* **LIST OF TASKS**
[A] Reproduce the consulting agreement excerpt from "Compensation." up to and including "Consulting Services.".
[B] Using the consulting agreement excerpt, explain why the Consultant is required to devote time, attention and energy.

Consultant shall devote such time, attention and energy as is necessary to
perform and discharge the duties and responsibilities under this Agreement
in an
efficient, trustworthy and professional manner.
4.
Standard
of Performance.
Consultant shall use its best reasonable efforts to perform the Consulting
Services as an advisor to the Company in an efficient, trustworthy and
professional manner. Consultant shall perform the Consulting Services to the
sole satisfaction of, and in conjunction and cooperation with, the Company.
5.
Compensation.
5.1 The
Company shall
pay to
Consultant (1,000,000) shares of S-8 options (price to be determined) and
1,000,000 S-8 shares and 5000.00 dollars per month immediate upon the execution
of this Agreement by the parties hereto, in exchange for performance of the
Consulting Services.

* **DATA EXTRACT**
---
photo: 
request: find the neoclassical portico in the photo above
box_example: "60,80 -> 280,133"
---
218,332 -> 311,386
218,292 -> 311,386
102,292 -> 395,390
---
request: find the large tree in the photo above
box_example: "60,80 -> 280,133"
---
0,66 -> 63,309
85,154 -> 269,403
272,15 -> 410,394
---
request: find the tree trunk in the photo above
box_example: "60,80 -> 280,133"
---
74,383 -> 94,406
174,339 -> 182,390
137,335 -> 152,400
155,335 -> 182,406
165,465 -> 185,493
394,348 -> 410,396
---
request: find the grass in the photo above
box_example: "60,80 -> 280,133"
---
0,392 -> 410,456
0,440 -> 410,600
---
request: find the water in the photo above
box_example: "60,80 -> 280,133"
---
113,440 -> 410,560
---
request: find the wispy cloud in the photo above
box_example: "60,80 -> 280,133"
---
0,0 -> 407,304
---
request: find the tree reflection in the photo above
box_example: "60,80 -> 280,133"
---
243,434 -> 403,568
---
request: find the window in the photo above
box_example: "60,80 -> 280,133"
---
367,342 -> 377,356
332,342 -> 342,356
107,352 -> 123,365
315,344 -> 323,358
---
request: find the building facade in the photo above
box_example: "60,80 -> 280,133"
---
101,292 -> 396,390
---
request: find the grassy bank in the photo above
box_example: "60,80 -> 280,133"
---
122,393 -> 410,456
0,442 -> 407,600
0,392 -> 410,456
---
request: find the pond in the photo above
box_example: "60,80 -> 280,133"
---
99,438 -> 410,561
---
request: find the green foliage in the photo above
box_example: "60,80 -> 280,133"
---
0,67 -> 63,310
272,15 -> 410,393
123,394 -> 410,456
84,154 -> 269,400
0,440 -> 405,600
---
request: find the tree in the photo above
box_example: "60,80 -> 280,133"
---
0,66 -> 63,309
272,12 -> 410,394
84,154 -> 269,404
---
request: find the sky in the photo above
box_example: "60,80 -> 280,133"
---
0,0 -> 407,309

* **PER-TASK OUTPUTS**
[A]
Compensation.
5.1 The
Company shall
pay to
Consultant (1,000,000) shares of S-8 options (price to be determined) and
1,000,000 S-8 shares and 5000.00 dollars per month immediate upon the execution
of this Agreement by the parties hereto, in exchange for performance of the
Consulting Services.

[B] The Consultant must devote such time, attention and energy as is necessary to perform and discharge the duties and responsibilities under the Agreement. These duties must be carried out in an efficient, trustworthy and professional manner.